-- Start Text --

Convert Ed25519 to X25519

@noble/curves gives us edwardsToMontgomeryPub and edwardsToMontgomeryPriv — they take the raw Ed25519 key bytes and return the X25519 key bytes that box expects.

import { Buffer } from 'buffer'
import {
  edwardsToMontgomeryPub,
  edwardsToMontgomeryPriv,
} from '@noble/curves/ed25519'

// recipientPublicKey / senderSecretKey are hex strings from a Wallet,
// e.g. wallet.publicKey and wallet.privateKey ("ED..." prefixed).
function toCurveKeys(recipientPublicKey: string, senderSecretKey: string) {
  const pubKeyBytes = Buffer.from(recipientPublicKey.slice(2), 'hex')
  const secretKeyBytes = Buffer.from(senderSecretKey.slice(2), 'hex')

  return {
    pubKeyCurve: edwardsToMontgomeryPub(pubKeyBytes),
    privKeyCurve: edwardsToMontgomeryPriv(secretKeyBytes),
  }
}

The .slice(2) drops the ED prefix so only the 32-byte key material is decoded. Do this conversion on both ends — sender and recipient — and the keys will line up.

Encrypt a message

Now the core. box(message, nonce, theirPublicKey, mySecretKey) returns the ciphertext. The nonce is a one-time random value generated with randomBytes(box.nonceLength); it doesn't need to be secret, but it must travel with the ciphertext so the other side can decrypt. We bundle both as base64 inside a small JSON object.

import tweetnacl from 'tweetnacl'
import { Buffer } from 'buffer'
import {
  edwardsToMontgomeryPub,
  edwardsToMontgomeryPriv,
} from '@noble/curves/ed25519'

const { box, randomBytes } = tweetnacl

export function encryptMessage(
  message: string,
  recipientPublicKey: string,
  senderSecretKey: string,
): string {
  const pubKeyBytes = Buffer.from(recipientPublicKey.slice(2), 'hex')
  const secretKeyBytes = Buffer.from(senderSecretKey.slice(2), 'hex')

  const nonce = randomBytes(box.nonceLength)
  const messageUint8 = Buffer.from(message)

  const pubKeyCurve = edwardsToMontgomeryPub(pubKeyBytes)
  const privKeyCurve = edwardsToMontgomeryPriv(secretKeyBytes)

  const encryptedMessage = box(messageUint8, nonce, pubKeyCurve, privKeyCurve)

  return JSON.stringify({
    encrypted: Buffer.from(encryptedMessage).toString('base64'),
    nonce: Buffer.from(nonce).toString('base64'),
  })
}

The returned string — {"encrypted":"…","nonce":"…"} — is the entire encrypted payload. It carries everything Bob needs except the keys, which he already has.

Put the ciphertext in a memo

A memo's MemoData must be hex-encoded, so convert your JSON payload to hex and attach it to a Payment. The XRP amount is almost incidental here — you're sending a tiny payment purely so the memo lands on-chain.

-- End Text --

Exercise
Can you write the next part of the walkthrough on encrypting messages for XRP memos, picking up right after its last sentence?

-- Start Material provided --

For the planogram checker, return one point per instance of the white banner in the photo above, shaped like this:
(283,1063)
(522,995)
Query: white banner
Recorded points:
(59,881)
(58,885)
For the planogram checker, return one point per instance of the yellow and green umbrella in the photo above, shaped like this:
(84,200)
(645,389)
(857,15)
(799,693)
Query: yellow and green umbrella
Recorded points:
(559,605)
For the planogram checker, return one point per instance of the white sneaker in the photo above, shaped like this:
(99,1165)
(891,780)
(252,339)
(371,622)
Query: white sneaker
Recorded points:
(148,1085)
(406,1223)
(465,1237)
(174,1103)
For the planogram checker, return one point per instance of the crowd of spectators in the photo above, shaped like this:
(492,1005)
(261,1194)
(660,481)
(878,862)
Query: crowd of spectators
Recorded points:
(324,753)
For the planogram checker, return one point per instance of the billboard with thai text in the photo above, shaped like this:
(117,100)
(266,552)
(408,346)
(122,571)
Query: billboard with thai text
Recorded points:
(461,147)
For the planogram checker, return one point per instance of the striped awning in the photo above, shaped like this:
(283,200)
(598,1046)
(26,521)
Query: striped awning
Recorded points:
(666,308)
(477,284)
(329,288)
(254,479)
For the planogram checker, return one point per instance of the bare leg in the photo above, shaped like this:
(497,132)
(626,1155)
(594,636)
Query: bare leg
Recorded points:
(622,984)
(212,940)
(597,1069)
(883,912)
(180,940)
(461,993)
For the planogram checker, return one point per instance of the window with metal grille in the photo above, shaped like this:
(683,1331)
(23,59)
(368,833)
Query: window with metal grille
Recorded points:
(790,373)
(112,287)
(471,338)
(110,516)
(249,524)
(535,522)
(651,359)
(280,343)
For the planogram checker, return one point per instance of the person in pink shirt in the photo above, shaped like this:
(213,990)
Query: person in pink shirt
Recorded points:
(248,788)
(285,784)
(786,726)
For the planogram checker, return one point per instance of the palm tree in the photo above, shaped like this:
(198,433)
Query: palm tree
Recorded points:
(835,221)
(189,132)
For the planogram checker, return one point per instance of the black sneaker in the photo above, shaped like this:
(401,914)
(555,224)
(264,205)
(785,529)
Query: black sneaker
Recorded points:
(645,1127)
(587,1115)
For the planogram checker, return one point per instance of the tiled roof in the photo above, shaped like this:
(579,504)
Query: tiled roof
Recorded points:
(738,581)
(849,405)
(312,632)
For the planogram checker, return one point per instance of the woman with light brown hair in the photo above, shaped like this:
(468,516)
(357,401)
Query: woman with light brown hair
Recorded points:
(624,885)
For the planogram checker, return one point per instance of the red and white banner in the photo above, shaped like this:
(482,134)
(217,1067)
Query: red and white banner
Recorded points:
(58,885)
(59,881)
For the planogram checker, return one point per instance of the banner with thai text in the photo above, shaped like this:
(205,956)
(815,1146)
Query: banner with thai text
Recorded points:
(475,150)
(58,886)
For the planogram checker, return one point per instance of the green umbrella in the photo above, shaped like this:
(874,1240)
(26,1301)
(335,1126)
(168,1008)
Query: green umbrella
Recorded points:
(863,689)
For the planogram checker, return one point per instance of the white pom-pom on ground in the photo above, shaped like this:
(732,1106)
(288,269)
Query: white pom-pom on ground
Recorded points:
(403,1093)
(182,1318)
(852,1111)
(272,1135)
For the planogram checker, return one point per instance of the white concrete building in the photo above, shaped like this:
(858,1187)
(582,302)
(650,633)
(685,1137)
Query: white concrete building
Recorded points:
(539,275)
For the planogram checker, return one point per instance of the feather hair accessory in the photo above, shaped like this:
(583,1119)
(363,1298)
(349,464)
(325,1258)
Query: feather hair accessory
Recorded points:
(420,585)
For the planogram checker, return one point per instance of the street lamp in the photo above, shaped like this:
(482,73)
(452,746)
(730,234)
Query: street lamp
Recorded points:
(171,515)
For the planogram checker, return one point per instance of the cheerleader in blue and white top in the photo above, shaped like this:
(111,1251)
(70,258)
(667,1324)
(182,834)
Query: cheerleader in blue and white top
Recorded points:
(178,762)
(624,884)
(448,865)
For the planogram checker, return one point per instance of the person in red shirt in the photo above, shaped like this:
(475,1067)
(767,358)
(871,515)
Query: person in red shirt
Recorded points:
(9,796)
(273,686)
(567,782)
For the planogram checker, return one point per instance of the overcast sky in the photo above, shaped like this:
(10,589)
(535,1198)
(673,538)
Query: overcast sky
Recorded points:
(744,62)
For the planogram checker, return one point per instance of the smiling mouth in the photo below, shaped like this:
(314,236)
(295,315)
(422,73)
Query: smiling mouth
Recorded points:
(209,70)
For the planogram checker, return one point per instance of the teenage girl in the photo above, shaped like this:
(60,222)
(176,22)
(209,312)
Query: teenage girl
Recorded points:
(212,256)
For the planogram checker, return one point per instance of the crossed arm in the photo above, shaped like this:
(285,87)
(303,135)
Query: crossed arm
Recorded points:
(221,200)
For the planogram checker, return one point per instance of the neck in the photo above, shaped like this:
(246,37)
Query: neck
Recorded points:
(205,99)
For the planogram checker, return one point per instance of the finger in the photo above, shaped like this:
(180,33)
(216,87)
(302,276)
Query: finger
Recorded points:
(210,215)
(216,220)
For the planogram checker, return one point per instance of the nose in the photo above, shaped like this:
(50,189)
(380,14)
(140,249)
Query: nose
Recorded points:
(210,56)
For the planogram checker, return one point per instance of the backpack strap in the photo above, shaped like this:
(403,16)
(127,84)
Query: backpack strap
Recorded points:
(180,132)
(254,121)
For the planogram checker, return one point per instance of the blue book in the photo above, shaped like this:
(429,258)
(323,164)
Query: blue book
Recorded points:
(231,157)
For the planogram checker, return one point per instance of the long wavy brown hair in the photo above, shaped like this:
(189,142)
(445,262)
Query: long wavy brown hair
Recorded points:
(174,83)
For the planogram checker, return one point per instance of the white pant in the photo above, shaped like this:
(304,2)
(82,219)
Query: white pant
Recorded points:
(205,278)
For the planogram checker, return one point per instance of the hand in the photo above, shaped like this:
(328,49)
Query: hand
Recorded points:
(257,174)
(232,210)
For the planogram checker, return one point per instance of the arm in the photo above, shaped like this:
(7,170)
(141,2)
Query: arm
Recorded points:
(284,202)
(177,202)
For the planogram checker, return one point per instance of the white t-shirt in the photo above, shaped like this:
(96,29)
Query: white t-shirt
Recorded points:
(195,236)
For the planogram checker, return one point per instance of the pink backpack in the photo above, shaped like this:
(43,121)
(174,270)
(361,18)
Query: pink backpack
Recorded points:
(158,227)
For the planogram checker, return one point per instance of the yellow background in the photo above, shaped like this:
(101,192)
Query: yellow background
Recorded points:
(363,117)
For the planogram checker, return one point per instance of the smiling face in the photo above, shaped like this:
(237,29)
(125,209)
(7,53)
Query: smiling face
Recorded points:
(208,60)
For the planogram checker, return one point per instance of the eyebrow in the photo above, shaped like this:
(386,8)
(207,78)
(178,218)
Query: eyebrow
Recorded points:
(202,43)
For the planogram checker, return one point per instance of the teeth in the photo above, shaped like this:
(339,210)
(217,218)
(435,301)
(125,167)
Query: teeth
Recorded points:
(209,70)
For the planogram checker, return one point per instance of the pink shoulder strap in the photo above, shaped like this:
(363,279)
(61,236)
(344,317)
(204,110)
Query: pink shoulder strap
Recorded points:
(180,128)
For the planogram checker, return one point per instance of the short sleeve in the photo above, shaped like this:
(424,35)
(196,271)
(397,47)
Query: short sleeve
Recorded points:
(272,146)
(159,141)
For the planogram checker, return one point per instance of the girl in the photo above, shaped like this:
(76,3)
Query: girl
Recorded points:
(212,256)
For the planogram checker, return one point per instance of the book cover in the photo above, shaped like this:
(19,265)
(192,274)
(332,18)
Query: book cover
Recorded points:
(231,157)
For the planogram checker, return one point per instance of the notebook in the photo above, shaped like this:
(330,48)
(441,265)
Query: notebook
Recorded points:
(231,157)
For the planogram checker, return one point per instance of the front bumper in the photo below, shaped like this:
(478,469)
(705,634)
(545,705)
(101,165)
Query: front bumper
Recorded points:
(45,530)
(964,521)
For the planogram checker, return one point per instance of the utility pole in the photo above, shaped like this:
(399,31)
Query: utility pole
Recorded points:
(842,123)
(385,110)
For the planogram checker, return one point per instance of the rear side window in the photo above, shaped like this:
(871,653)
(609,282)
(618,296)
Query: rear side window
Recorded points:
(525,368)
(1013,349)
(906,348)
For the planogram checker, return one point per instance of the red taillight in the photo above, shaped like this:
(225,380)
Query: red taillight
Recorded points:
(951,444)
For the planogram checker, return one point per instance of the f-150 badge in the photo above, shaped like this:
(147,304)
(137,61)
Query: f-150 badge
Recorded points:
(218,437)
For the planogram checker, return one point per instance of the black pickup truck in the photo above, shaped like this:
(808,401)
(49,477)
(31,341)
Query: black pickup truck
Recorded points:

-- End Material provided --

Response
import * as xrpl from 'xrpl'

const cypherMessage = encryptMessage(
  'meet me at 8',
  recipientWallet.publicKey,   // Bob's public key
  senderWallet.privateKey,     // Alice's private key
)

const tx: xrpl.Payment = {
  TransactionType: 'Payment',
  Account: senderWallet.classicAddress,
  Destination: recipientWallet.classicAddress,
  Amount: '10000000', // 10 XRP, in drops
  Memos: [
    {
      Memo: {
        MemoData: Buffer.from(cypherMessage).toString('hex'),
      },
    },
  ],
}

const result = await client.submitAndWait(tx, { autofill: true, wallet: senderWallet })
console.log('Sent encrypted memo:', result.result.hash)

Open that transaction in the Testnet Explorer and you'll see the memo — but only as opaque hex that decodes to base64 noise. The message is on-chain and unreadable. That's the whole point.

Listen for incoming messages

On the receiving side, Bob subscribes to his account and watches for transactions that carry memos. client.request({ command: 'subscribe', accounts: [address] }) opens the stream; the 'transaction' event fires for each new transaction touching the account.

await client.connect()
await client.request({
  command: 'subscribe',
  accounts: [recipientWallet.classicAddress],
})

client.on('transaction', (txEvent: any) => {
  const memos = txEvent?.transaction?.Memos
  if (!memos) return

  for (const m of memos) {
    const memoHex = m?.Memo?.MemoData
    if (!memoHex) continue

    // hex -> the JSON payload string we built when encrypting
    const payload = Buffer.from(memoHex, 'hex').toString('utf8')
    console.log('Encrypted payload:', payload)
    // ...hand `payload` to decryptMessage (next section)
  }
})

First you reverse the encoding (hex -> utf8) to recover the { encrypted, nonce } JSON string. Then you decrypt it.

Decrypt

Decryption is the mirror image of encryption: convert keys, parse the payload, and call box.open with the keys swapped to this side. Bob uses Alice's public key and his own private key — the same shared secret, derived from the opposite direction.

export function decryptMessage(
  messageWithNonce: string,
  recipientPublicKey: string,   // the *sender's* public key, from Bob's view
  senderSecretKey: string,      // the *recipient's* private key, from Bob's view
): string {
  const pubKeyBytes = Buffer.from(recipientPublicKey.slice(2), 'hex')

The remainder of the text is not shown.